> _What you need to do_
Copy out in full each line in the records below that contains the word "like".

> _The input_
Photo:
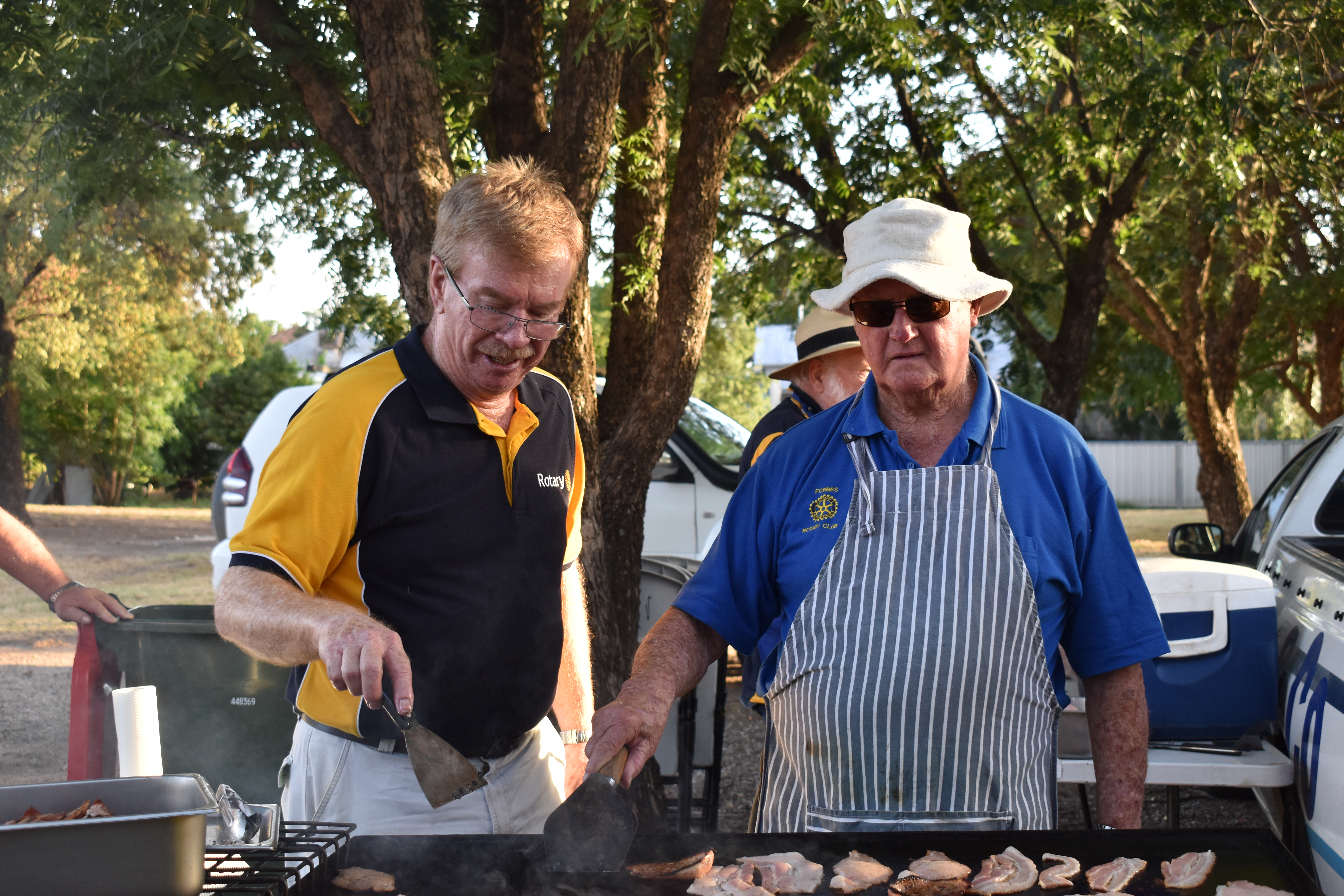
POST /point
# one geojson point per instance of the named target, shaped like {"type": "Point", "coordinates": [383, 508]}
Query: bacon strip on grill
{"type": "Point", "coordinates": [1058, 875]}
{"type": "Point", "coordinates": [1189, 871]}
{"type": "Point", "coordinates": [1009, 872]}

--

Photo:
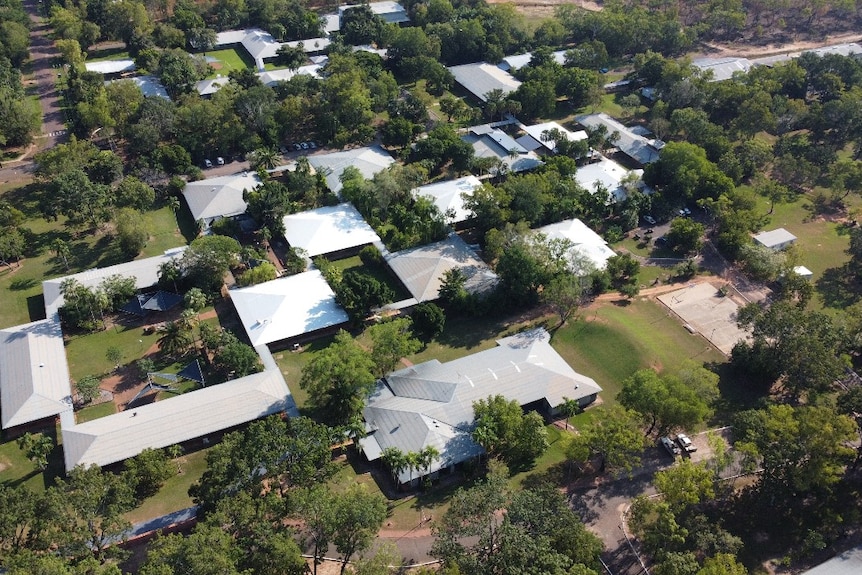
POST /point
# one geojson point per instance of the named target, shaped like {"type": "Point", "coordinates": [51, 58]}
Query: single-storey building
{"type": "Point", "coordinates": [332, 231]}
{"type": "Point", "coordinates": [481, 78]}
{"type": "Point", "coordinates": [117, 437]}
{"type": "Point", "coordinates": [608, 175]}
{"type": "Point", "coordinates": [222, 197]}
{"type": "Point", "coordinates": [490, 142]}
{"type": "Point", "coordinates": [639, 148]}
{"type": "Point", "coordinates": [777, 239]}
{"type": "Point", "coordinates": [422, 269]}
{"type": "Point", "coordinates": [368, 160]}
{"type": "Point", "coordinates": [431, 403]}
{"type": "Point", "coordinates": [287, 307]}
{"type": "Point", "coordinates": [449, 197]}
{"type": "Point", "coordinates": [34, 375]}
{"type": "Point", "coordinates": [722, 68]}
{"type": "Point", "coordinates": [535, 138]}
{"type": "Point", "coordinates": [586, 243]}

> _Solution for this task_
# one geojson point per instance of the named target, shaped like {"type": "Point", "coordinates": [383, 508]}
# one geojson point per instance of the named target, shaped like {"type": "Point", "coordinates": [51, 58]}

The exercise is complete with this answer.